__Text passage__:
== == ==
# New Member - First Build



## Iggsy (Oct 14, 2012)

Hello all, 

Greetings from QLD Australia! I've been lurking around in the background for a while and have plucked up the courage to post some pictures of my first engine build. The design has been heavily influenced by a member here, Mr Cfellows. I wish to thank him personally for the inspiration. 

I started this as a little side project to keep me from getting bored with my main project - a motorbike powered offroad car. I'm not a machinist by trade, so I decided to design something nice and simple to start. 

Some basic details....
Bore & stoke - 20mm
Materials: Lots!. Carbon steel frame. 431SS Flywheel, Phosphor bronze bearings and piston, auminium conrod, 316SS Crank. Basically whatever I could find in the scrap-bin at work. 

It runs fairly well, though it can be a little hard on the slide valve return spring. 

I was al little slack with the pictures and did not take many during the machining process. I guess I wasn't sure if it was going to work. Anyway, here are the ones I have......


----------



## Herbiev (Oct 14, 2012)

Fantastic. Especially for a first build.


----------



## ausdier (Oct 14, 2012)

Hello Iggsy, nice little motor you have there.
Just wondering what sort of M/C powered car you are building.
A bit of topic but got a pic.


----------



## Iggsy (Oct 14, 2012)

Thanks for the kind comments fellas. I would really like to have a go at a small air powered radial next. I love the look of those things! 

Ausdier, I think I remember your name from another forum I spend a bit of time on (edge products). Here is a quick pic of the unfinished (still ) car.
== == ==
__Given data__:
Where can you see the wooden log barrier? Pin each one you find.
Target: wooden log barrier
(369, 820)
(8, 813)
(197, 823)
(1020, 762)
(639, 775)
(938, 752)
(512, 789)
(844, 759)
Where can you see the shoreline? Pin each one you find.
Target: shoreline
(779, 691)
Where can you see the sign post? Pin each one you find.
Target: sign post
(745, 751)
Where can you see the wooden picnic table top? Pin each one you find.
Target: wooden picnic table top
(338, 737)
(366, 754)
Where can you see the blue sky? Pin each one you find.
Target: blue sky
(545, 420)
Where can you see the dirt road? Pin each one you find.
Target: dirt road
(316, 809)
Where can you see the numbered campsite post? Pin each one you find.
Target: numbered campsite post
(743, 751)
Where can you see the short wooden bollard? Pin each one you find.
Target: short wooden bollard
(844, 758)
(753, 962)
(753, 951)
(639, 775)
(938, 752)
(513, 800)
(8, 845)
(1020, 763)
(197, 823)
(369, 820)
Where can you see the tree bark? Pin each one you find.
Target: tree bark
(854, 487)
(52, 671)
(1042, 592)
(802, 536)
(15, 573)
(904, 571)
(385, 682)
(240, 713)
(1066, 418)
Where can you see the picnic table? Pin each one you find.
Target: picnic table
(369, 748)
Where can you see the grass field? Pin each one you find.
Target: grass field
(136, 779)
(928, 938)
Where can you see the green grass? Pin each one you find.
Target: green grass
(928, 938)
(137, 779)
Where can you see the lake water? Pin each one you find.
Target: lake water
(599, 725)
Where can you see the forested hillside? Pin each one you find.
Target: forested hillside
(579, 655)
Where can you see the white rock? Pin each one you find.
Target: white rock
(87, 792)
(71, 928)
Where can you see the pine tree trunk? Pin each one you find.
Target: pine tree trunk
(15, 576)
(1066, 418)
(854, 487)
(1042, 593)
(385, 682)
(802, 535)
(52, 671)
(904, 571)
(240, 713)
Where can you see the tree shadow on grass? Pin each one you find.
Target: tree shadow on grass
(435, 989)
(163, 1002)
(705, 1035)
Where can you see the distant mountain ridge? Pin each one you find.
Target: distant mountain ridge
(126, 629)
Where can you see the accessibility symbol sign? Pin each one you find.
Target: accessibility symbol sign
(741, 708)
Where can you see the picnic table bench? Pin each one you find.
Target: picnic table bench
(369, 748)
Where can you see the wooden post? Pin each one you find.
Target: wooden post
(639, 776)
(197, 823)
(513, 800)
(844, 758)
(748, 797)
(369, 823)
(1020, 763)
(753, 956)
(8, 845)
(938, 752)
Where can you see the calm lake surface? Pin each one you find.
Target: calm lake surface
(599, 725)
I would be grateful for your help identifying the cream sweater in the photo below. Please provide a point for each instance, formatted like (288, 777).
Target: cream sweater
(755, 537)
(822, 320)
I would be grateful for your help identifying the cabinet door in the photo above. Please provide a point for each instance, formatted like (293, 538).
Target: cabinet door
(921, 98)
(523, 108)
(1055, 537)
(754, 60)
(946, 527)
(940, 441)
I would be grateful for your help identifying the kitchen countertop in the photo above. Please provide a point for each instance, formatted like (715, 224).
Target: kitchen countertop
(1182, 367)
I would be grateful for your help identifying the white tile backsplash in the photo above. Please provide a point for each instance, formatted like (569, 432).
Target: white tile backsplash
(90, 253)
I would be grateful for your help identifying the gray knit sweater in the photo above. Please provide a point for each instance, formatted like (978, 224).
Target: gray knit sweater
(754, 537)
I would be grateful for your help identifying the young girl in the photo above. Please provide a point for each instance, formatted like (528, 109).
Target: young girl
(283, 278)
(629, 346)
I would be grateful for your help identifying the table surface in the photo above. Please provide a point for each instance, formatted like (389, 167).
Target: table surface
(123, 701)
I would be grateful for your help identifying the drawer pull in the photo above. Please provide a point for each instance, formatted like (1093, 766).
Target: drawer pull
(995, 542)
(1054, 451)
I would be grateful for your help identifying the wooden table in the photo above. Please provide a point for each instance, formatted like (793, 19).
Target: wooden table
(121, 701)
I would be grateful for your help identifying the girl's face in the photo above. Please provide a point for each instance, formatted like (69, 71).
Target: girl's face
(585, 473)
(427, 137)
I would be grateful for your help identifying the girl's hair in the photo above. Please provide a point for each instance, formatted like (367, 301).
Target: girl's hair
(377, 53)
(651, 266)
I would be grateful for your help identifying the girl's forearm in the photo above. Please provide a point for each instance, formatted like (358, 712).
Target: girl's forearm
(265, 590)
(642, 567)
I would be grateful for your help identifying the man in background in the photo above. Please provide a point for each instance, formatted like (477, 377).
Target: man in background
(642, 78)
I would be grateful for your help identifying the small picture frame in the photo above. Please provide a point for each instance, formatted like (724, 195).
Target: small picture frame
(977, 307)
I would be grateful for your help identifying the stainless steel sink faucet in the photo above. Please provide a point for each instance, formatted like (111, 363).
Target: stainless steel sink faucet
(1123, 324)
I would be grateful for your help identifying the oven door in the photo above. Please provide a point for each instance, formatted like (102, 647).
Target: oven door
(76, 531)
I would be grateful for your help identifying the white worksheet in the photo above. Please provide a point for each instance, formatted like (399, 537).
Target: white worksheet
== == ==
__Exercise 1__:
Please retype the records word for word, starting at the line that contains "I would be grateful for your help identifying the small" and ending with the final line of the records.
__Exercise 2__:
Write what comes next in the forum thread about a first engine build, picking up after its last sentence.

__Final result 1__:
I would be grateful for your help identifying the small picture frame in the photo above. Please provide a point for each instance, formatted like (724, 195).
Target: small picture frame
(977, 307)
I would be grateful for your help identifying the stainless steel sink faucet in the photo above. Please provide a point for each instance, formatted like (111, 363).
Target: stainless steel sink faucet
(1123, 324)
I would be grateful for your help identifying the oven door in the photo above. Please provide a point for each instance, formatted like (102, 647).
Target: oven door
(76, 531)
I would be grateful for your help identifying the white worksheet in the photo above. Please provide a point for each instance, formatted like (399, 537).
Target: white worksheet

__Final result 2__:
Cheers, Iggsy.


----------



## metalmad (Oct 14, 2012)

Hi iggsy
is that the barracuda?
Top job!
Pete


----------



## lee9966 (Oct 14, 2012)

Great job, if you didn't tell us I wouldn't of thought that is a first build.

Lee


----------



## vcutajar (Oct 14, 2012)

Hi iggsy

Congrats on your first build.  Do you have a video of it running?

Vince


----------



## Brian Rupnow (Oct 14, 2012)

Very nice build Iggsy. The engine looks great and so does the off road car. From an old motor head on the other side of the world, congratulations!!!---Brian


----------



## seagar (Oct 14, 2012)

Hi iggsy,from another Aussie.Nice work on both projects.
Regards,Ian(seagar)
Arrawarra,N.S.W.


----------



## Iggsy (Oct 15, 2012)

Thanks again for the kind words. 

The buggy is a modified edge Barracuda - I have changed some aspects so I can race it in CAMS events here in Aus, 

With regards to the video of the motor, I will see what my camera can do. If it looks any good I'll put it up.


----------



## danstir (Oct 15, 2012)

Very nice engine.  Good job!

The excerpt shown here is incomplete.